=== PROVIDED DATA ===
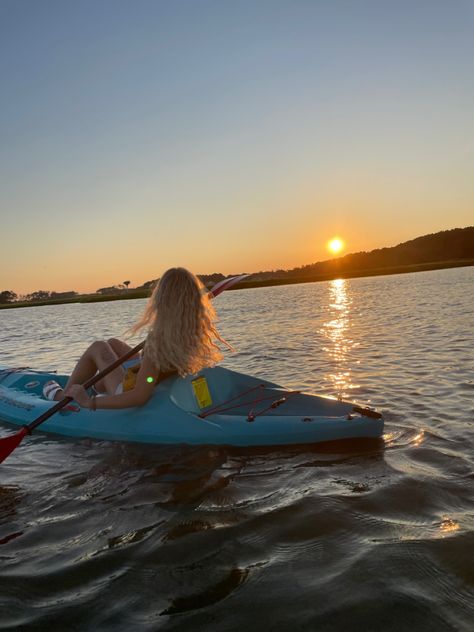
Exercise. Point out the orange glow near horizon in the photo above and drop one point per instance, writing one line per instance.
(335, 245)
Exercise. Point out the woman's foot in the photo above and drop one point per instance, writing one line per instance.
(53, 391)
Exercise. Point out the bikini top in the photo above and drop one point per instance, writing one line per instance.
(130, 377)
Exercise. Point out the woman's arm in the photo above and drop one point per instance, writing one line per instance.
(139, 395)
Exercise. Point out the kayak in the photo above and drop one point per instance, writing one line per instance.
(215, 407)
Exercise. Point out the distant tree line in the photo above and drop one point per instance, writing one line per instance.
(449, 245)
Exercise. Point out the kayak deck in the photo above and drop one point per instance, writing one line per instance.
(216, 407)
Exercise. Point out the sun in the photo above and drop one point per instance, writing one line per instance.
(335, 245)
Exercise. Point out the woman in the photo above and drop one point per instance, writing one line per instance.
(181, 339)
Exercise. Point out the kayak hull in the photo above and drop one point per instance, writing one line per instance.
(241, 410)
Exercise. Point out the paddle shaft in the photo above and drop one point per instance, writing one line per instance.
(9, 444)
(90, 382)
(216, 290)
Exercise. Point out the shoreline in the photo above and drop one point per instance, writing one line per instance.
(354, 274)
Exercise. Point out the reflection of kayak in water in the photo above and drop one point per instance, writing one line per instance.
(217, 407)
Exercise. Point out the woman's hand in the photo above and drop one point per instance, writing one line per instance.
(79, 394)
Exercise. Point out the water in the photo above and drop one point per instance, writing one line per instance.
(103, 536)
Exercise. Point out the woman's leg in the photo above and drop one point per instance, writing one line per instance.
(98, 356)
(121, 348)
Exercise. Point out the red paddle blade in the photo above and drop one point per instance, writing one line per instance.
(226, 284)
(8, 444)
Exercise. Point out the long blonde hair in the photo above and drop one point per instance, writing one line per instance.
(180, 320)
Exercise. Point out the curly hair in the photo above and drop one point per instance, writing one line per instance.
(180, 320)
===
=== PROVIDED DATA ===
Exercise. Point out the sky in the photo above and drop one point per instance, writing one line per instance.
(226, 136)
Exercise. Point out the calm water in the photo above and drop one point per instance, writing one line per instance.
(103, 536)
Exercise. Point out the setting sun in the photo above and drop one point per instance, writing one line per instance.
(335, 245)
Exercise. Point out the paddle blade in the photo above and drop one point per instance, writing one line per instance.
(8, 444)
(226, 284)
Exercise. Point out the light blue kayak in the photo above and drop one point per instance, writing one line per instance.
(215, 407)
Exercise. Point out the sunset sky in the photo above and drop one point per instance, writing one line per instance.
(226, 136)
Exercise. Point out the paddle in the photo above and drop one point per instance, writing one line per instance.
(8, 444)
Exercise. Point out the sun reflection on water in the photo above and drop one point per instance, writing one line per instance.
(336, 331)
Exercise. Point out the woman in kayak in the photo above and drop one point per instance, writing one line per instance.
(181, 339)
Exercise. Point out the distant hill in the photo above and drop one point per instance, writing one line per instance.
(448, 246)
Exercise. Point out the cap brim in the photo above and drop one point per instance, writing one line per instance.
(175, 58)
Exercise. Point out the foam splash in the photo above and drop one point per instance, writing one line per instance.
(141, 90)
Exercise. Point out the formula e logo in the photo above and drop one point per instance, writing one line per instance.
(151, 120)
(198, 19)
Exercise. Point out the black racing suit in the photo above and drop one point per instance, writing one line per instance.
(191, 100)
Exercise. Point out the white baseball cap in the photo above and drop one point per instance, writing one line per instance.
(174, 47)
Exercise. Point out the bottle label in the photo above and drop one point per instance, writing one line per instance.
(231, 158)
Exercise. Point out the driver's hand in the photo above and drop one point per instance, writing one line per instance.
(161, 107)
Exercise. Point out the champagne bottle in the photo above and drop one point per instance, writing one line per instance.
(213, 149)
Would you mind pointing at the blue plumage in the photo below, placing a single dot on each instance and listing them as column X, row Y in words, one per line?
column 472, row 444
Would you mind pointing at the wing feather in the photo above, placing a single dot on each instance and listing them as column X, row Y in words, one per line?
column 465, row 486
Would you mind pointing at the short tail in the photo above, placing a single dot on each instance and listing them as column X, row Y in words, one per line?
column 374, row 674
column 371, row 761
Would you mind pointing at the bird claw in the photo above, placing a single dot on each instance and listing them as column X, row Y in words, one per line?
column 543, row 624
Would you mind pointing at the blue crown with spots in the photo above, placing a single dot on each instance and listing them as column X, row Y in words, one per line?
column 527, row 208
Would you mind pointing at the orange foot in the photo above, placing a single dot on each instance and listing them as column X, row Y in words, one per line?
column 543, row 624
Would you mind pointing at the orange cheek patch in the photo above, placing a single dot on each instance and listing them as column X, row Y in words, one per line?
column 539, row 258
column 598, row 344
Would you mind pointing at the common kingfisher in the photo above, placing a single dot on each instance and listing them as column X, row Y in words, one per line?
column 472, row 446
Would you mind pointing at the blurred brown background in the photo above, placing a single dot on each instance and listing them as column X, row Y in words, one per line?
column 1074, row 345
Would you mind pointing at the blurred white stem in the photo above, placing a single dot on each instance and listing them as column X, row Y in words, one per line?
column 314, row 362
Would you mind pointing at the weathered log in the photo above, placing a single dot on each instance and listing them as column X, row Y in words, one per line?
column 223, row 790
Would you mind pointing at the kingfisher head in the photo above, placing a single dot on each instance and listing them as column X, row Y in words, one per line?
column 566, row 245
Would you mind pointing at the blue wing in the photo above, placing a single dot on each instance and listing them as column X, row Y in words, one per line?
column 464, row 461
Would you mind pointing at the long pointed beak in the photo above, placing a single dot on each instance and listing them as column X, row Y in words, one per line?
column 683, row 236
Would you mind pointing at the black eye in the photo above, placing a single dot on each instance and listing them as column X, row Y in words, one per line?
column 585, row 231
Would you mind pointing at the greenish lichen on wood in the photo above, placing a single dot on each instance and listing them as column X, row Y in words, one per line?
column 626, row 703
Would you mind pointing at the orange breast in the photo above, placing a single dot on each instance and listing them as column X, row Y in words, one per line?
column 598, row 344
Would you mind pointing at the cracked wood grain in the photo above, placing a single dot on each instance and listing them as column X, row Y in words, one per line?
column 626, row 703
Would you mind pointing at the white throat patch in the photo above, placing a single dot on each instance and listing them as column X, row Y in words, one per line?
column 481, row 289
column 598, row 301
===
TASK –
Extract and reproduce without changes the lines between the line that contains "Would you mind pointing at the black" and the line that contains "column 598, row 301", inclusive.

EXPECTED ANSWER –
Would you mind pointing at the black eye in the photo above, placing a single dot on each instance and listing them as column X, row Y in words, one per line?
column 585, row 231
Would you mind pointing at the greenish lichen on wood in the photo above, placing a single dot on each instance and listing them as column X, row Y in words, one per line?
column 626, row 703
Would you mind pointing at the orange breast in the photo above, placing a single dot on each instance and listing them as column X, row Y in words, one per line?
column 598, row 344
Would you mind pointing at the cracked wood grain in the photo above, placing a single dot on each instance and listing them as column X, row Y in words, one per line?
column 626, row 703
Would you mind pointing at the white throat patch in the photo above, placing a single dot on each instance and listing them as column X, row Y in words, one per line?
column 481, row 289
column 598, row 301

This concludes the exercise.